Natural-language object grounding data
▽

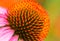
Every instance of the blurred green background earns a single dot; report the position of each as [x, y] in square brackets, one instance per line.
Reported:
[53, 8]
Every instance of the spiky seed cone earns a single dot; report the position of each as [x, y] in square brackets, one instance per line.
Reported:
[29, 20]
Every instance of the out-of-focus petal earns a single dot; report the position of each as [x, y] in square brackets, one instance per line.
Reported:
[6, 34]
[14, 38]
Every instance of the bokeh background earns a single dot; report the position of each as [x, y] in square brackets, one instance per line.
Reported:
[53, 8]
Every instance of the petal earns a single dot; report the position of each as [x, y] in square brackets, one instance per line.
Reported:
[14, 38]
[6, 34]
[3, 10]
[3, 22]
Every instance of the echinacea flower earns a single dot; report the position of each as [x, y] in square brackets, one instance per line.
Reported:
[25, 20]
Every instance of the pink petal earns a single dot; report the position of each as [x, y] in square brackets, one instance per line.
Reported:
[3, 22]
[3, 16]
[3, 10]
[14, 38]
[6, 34]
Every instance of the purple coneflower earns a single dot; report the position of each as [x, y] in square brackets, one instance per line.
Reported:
[25, 21]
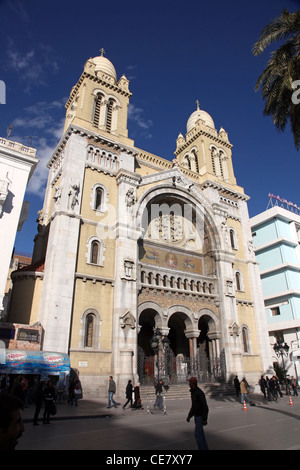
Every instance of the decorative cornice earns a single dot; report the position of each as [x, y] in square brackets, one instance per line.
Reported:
[98, 80]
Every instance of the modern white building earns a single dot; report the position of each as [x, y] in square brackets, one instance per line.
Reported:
[276, 237]
[17, 164]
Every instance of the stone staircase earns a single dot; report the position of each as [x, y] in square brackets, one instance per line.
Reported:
[180, 391]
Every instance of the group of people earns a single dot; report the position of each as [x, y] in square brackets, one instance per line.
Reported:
[199, 409]
[137, 404]
[270, 387]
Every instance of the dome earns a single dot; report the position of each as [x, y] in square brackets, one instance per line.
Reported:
[199, 114]
[104, 65]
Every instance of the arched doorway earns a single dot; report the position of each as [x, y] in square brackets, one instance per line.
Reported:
[210, 357]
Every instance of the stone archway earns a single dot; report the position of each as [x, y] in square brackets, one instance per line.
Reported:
[210, 356]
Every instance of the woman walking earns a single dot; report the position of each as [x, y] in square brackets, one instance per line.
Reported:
[128, 394]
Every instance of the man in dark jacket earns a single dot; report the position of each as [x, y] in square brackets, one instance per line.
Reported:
[199, 410]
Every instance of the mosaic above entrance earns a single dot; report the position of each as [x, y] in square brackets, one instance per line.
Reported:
[170, 259]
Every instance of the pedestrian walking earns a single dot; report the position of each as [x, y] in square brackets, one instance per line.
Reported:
[128, 394]
[111, 392]
[273, 387]
[159, 395]
[244, 391]
[268, 388]
[49, 398]
[137, 397]
[77, 392]
[278, 386]
[38, 399]
[263, 385]
[294, 386]
[237, 386]
[199, 410]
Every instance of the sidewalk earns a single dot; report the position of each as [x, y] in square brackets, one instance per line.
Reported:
[97, 408]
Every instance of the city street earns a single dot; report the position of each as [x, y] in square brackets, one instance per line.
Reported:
[266, 426]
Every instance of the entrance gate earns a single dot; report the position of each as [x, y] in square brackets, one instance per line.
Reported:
[176, 370]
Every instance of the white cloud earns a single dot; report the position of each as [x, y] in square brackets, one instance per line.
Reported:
[43, 123]
[33, 66]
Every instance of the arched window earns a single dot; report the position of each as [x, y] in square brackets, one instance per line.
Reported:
[245, 338]
[95, 252]
[233, 239]
[238, 283]
[98, 198]
[89, 330]
[109, 112]
[97, 108]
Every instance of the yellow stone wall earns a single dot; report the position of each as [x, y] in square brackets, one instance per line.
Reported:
[98, 296]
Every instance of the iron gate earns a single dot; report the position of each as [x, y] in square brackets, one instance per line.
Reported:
[177, 369]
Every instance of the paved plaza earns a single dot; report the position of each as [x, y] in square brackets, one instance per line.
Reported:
[91, 426]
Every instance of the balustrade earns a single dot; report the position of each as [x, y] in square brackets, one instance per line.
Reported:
[198, 284]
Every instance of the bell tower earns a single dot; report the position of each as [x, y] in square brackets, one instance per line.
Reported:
[204, 150]
[98, 102]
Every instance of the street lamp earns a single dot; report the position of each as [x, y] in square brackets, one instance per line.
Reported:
[155, 343]
[282, 349]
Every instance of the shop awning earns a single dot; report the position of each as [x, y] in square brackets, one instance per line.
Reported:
[20, 361]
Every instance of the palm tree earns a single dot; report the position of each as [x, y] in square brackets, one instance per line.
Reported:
[277, 81]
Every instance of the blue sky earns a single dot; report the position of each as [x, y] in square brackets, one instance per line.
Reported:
[173, 52]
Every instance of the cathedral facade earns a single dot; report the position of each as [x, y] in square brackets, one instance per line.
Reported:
[130, 244]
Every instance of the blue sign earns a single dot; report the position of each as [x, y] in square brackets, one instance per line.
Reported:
[21, 361]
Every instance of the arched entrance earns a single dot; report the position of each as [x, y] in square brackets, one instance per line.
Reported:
[210, 358]
[175, 363]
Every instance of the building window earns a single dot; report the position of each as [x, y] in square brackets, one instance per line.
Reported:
[109, 115]
[89, 330]
[275, 311]
[245, 338]
[98, 199]
[95, 251]
[97, 109]
[233, 239]
[238, 284]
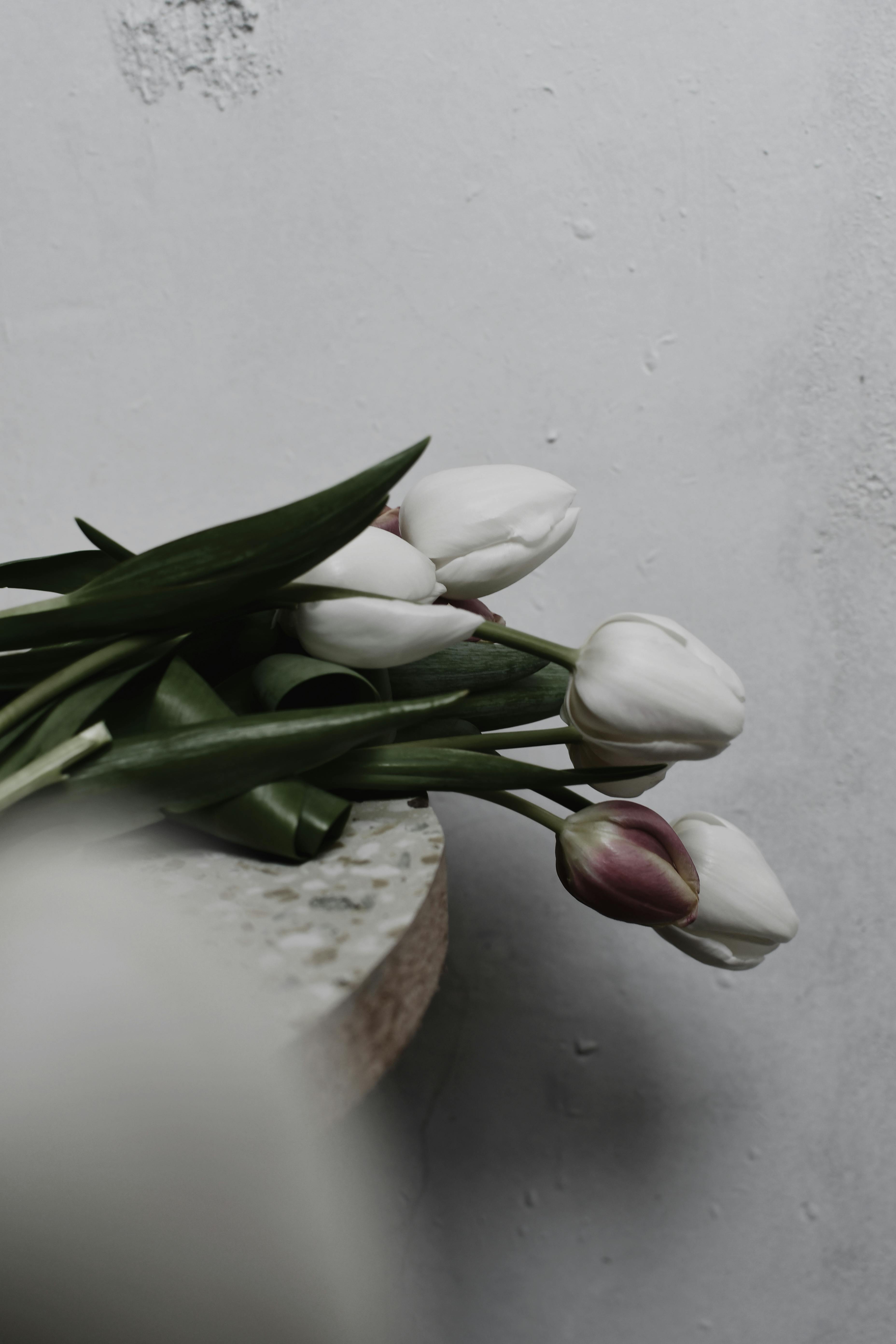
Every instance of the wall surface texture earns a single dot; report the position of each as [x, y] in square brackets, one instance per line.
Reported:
[248, 251]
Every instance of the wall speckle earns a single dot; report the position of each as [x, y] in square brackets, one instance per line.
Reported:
[162, 43]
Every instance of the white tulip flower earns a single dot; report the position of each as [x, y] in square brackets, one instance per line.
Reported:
[374, 632]
[743, 912]
[487, 527]
[647, 690]
[375, 561]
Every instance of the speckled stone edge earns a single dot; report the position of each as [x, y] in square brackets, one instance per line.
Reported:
[350, 1050]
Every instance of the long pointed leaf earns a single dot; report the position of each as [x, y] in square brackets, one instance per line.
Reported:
[195, 767]
[477, 667]
[115, 550]
[288, 818]
[194, 580]
[56, 573]
[416, 769]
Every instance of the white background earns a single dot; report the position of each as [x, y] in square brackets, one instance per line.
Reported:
[652, 249]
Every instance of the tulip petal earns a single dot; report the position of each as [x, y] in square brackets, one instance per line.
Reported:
[741, 897]
[371, 632]
[628, 863]
[714, 952]
[377, 561]
[495, 568]
[647, 690]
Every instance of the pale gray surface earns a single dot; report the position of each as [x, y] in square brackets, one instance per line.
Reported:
[652, 249]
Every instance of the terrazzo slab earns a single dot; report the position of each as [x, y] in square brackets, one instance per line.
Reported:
[344, 951]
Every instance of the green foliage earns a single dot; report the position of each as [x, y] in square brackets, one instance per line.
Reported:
[471, 666]
[198, 579]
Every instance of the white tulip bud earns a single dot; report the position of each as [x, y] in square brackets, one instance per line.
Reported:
[374, 632]
[375, 561]
[647, 690]
[487, 527]
[743, 912]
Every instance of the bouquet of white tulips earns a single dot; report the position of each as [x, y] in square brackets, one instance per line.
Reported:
[254, 679]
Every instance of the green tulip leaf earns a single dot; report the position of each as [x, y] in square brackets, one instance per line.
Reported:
[66, 718]
[417, 769]
[296, 682]
[104, 544]
[476, 667]
[538, 697]
[56, 573]
[288, 818]
[209, 763]
[22, 670]
[195, 580]
[439, 729]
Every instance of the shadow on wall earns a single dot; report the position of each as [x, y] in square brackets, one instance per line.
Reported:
[542, 1111]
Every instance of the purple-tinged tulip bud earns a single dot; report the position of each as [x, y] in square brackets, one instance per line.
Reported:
[628, 863]
[387, 521]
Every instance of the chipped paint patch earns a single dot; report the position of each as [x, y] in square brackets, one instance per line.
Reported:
[218, 45]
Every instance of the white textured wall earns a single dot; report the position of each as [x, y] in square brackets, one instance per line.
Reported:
[652, 249]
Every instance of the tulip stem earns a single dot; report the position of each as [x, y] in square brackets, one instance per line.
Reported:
[499, 741]
[523, 807]
[528, 643]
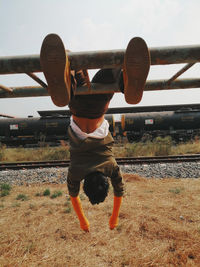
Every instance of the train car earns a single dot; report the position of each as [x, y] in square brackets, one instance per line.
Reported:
[23, 131]
[181, 125]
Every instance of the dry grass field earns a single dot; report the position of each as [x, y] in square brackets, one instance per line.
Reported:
[159, 226]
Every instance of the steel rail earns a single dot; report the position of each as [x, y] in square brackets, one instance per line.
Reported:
[120, 161]
[102, 59]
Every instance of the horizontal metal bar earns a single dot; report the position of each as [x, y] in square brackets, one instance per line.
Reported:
[134, 109]
[5, 88]
[154, 85]
[102, 59]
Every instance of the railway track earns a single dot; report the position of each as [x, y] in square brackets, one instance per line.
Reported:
[120, 161]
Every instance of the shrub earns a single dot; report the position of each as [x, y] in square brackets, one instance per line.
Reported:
[5, 193]
[4, 190]
[22, 197]
[5, 187]
[56, 194]
[46, 192]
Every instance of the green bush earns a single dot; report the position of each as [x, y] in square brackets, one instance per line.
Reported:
[4, 193]
[4, 190]
[5, 187]
[46, 192]
[56, 194]
[22, 197]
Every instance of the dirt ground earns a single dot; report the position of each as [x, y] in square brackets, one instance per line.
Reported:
[159, 225]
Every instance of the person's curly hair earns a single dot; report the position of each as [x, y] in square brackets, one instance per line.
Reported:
[96, 187]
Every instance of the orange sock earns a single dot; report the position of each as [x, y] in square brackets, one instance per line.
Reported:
[84, 223]
[113, 222]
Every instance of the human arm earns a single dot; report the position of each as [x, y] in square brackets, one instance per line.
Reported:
[84, 223]
[118, 187]
[113, 222]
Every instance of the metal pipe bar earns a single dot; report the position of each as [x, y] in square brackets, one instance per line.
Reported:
[102, 59]
[153, 85]
[134, 109]
[181, 71]
[5, 88]
[37, 79]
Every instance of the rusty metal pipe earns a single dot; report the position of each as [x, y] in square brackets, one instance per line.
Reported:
[102, 59]
[153, 85]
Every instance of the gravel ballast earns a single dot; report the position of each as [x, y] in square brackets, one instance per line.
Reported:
[59, 175]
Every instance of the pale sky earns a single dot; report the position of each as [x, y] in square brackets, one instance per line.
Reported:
[86, 25]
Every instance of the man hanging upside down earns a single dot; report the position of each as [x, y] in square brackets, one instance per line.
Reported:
[91, 157]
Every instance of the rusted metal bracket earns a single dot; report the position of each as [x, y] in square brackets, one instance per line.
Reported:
[37, 79]
[181, 71]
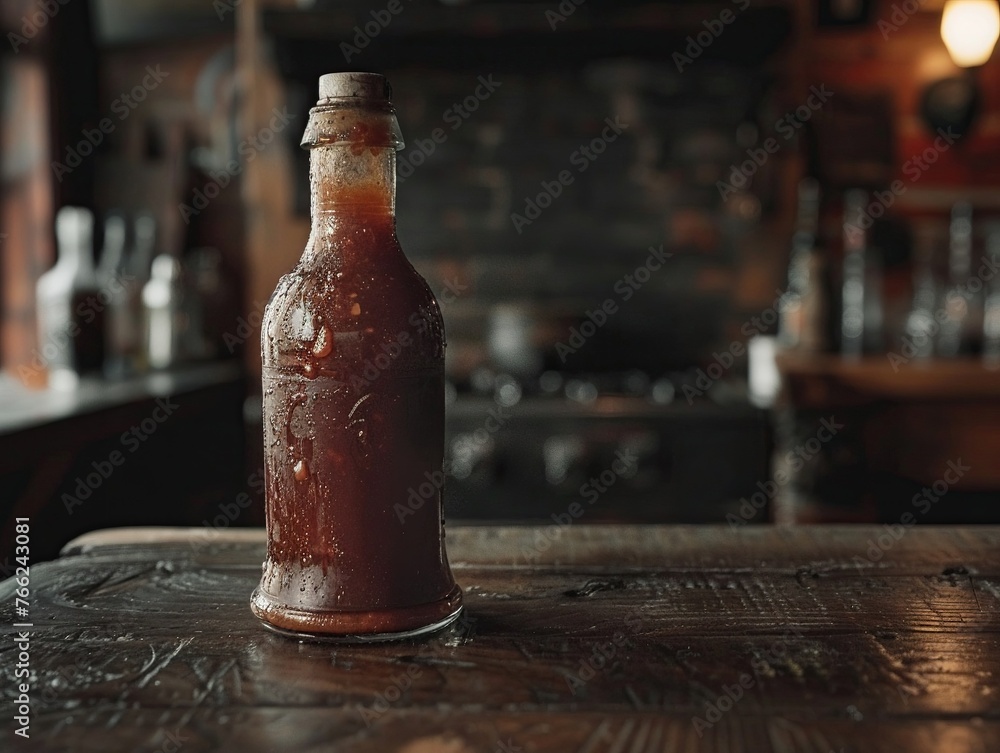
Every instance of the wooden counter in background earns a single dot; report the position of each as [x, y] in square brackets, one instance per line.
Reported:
[592, 639]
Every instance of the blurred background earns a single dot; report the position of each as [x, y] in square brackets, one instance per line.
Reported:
[751, 244]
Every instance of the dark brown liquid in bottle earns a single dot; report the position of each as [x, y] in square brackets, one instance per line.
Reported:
[353, 380]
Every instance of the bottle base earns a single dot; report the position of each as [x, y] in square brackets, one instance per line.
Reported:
[357, 627]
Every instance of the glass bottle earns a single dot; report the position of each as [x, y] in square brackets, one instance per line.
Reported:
[70, 314]
[852, 300]
[803, 312]
[121, 330]
[353, 400]
[959, 304]
[163, 298]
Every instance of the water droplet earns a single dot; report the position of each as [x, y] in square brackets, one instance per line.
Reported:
[324, 342]
[301, 470]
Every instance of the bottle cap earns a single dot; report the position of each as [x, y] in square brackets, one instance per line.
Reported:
[371, 86]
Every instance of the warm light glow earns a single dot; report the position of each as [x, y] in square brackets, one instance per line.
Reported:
[970, 29]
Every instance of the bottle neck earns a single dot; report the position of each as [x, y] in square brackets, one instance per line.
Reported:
[353, 182]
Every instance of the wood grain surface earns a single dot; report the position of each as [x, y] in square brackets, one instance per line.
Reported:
[588, 639]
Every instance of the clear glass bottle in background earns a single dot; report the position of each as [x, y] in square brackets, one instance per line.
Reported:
[353, 389]
[962, 307]
[70, 316]
[852, 299]
[164, 317]
[803, 312]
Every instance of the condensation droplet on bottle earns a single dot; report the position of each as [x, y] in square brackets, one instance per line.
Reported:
[323, 343]
[301, 470]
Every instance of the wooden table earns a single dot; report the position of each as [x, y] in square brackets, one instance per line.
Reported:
[613, 639]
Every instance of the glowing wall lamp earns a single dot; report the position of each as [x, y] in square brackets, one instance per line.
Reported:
[970, 29]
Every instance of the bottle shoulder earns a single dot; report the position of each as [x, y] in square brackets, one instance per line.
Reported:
[345, 314]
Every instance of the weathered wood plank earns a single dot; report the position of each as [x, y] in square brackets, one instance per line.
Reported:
[615, 639]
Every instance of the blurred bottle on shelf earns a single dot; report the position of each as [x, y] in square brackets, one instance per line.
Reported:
[961, 307]
[165, 317]
[861, 316]
[852, 299]
[991, 304]
[803, 314]
[920, 325]
[121, 330]
[70, 314]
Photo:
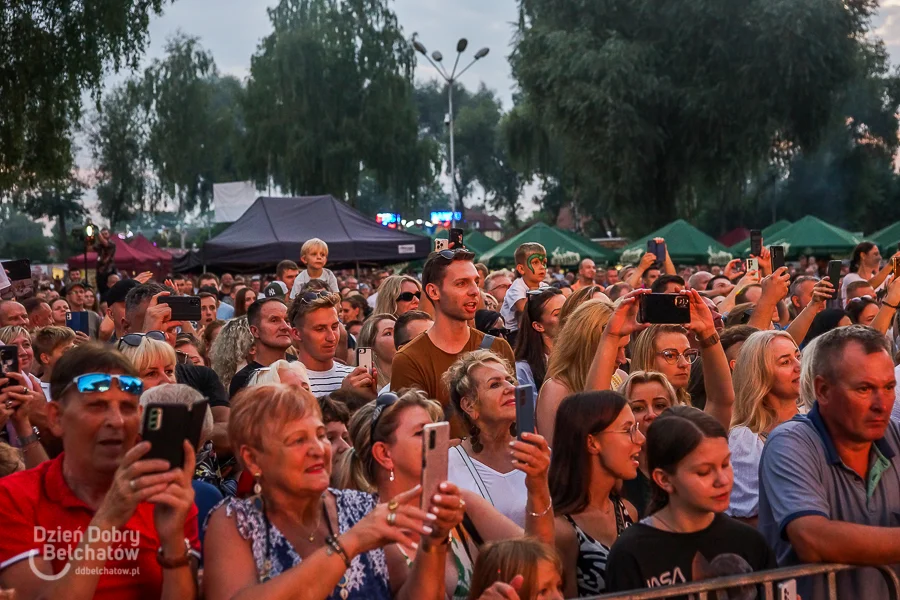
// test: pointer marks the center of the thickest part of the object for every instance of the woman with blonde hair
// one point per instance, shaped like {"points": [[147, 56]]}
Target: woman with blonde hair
{"points": [[398, 294], [525, 567], [569, 369], [387, 458], [296, 533], [152, 357], [281, 371], [378, 333], [232, 349], [766, 392]]}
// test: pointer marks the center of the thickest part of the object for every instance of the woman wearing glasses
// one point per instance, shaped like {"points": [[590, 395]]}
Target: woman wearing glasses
{"points": [[598, 443], [397, 295], [482, 390], [151, 355], [537, 333], [766, 394], [378, 333], [387, 438], [667, 350], [297, 534]]}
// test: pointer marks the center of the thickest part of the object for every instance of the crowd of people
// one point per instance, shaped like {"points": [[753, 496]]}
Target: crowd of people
{"points": [[763, 431]]}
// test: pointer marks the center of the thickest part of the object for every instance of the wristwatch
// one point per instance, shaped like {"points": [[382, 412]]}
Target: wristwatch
{"points": [[710, 341], [29, 439], [174, 563]]}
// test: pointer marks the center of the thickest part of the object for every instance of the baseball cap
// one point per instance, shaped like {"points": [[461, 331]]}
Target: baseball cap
{"points": [[276, 289], [119, 290]]}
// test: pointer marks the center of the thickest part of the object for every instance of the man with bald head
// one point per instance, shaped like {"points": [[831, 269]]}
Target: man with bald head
{"points": [[586, 272], [13, 313]]}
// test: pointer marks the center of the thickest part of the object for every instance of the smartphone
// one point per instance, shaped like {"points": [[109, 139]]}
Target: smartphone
{"points": [[834, 272], [195, 421], [755, 242], [364, 358], [165, 426], [78, 321], [672, 309], [777, 257], [184, 308], [524, 410], [787, 590], [456, 238], [435, 449], [752, 264], [9, 361]]}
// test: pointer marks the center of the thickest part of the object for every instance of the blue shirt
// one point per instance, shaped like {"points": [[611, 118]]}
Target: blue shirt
{"points": [[801, 474]]}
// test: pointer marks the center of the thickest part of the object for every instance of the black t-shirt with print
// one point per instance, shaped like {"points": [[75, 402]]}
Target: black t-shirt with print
{"points": [[646, 557]]}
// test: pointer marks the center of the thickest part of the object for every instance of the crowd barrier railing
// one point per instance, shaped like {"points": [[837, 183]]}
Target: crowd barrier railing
{"points": [[706, 589]]}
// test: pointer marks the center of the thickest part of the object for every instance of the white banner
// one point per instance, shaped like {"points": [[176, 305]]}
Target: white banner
{"points": [[231, 200]]}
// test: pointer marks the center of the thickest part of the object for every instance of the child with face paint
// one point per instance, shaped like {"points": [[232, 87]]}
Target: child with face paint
{"points": [[531, 266]]}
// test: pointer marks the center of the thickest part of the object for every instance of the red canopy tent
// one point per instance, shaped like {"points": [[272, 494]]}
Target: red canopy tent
{"points": [[127, 259]]}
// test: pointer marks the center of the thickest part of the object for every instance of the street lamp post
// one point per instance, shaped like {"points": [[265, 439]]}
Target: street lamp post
{"points": [[450, 78]]}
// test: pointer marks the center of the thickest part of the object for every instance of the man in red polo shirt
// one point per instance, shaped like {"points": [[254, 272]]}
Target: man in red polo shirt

△

◆ **Instructions to follow**
Please find, in the entries above, every line where "droplet" occurs, and copy it.

◆ **Output below**
Every instance of the water droplet earns a single dot; report the position of each as [x, y] in square brackets, one instance per line.
Every instance of the condensation droplet on bottle earns a single dot; report the position of each as [x, y] in square brackets, one instance per line.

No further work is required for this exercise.